-- Begin EXERCISE MATERIALS --

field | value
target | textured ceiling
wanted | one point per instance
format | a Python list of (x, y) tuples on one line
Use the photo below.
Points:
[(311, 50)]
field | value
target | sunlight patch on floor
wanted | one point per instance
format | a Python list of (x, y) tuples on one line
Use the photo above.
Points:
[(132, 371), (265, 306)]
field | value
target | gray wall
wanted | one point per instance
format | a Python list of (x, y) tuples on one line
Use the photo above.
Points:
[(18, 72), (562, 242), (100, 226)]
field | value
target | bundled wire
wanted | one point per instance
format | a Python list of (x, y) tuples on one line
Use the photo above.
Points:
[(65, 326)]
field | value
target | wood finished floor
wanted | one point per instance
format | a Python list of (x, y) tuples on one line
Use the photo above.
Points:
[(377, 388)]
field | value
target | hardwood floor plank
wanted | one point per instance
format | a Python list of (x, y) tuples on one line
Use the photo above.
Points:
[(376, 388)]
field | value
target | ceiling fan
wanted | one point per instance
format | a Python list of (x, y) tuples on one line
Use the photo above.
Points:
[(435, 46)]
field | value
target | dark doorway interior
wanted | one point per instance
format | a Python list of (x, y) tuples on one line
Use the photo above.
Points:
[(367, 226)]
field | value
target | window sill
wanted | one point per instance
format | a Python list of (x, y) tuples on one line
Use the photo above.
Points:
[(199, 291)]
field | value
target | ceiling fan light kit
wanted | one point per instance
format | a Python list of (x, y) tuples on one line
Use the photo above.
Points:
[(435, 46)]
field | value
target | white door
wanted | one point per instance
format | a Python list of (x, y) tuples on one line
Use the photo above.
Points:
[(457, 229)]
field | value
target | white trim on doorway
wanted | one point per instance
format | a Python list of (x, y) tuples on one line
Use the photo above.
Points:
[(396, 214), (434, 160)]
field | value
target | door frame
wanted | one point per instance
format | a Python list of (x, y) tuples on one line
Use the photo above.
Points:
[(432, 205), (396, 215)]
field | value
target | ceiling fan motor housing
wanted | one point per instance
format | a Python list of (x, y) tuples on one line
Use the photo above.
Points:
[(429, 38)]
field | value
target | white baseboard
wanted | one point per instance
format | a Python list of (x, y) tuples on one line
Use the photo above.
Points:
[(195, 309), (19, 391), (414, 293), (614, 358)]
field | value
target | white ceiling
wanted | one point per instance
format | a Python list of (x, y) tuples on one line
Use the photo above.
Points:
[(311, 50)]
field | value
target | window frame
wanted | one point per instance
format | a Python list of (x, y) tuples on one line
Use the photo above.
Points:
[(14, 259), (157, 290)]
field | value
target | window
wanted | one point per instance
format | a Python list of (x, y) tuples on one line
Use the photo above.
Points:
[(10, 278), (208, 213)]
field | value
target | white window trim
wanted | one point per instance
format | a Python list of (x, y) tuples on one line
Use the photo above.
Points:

-- End EXERCISE MATERIALS --
-- Begin EXERCISE MATERIALS --

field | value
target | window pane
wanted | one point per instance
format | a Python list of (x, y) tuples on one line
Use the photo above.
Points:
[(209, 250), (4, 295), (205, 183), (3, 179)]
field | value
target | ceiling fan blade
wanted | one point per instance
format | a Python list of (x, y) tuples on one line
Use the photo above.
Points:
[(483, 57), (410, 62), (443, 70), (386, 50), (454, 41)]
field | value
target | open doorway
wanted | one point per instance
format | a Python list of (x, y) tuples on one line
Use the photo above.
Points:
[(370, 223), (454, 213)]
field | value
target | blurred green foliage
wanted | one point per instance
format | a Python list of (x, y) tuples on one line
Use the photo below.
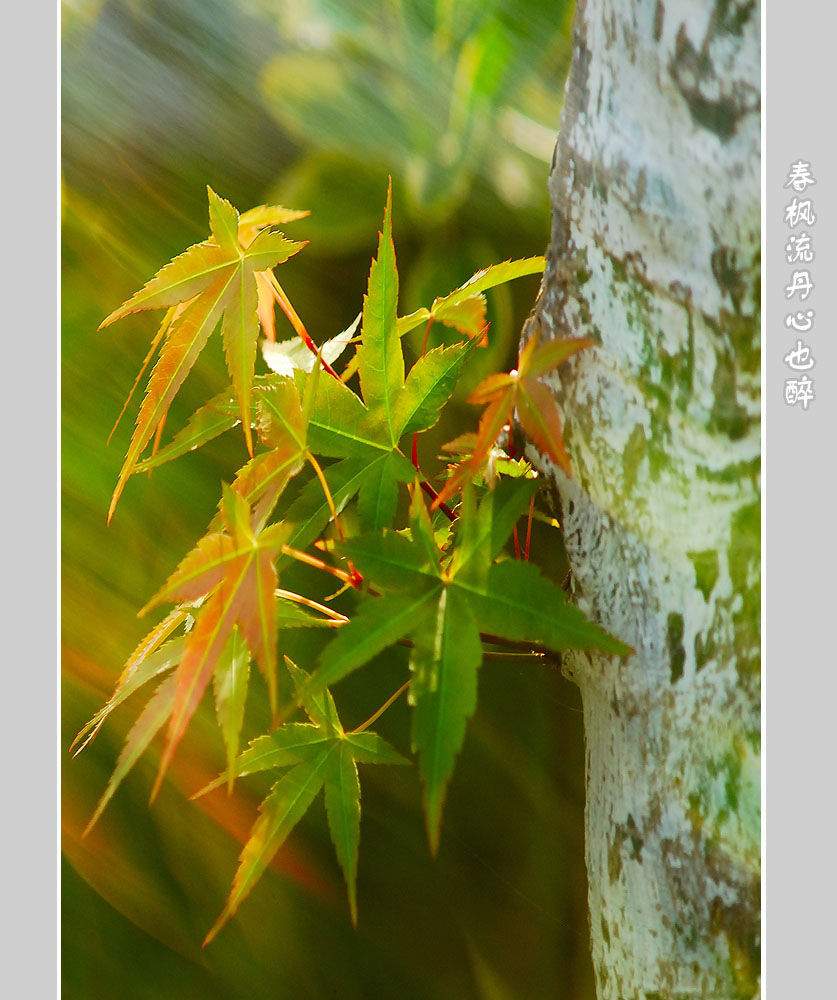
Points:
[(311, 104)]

-- End EXERCISE MATERIALS --

From the data above, copy out every line that contains the word "doorway".

target | dark doorway interior
target | white trim on doorway
target | open doorway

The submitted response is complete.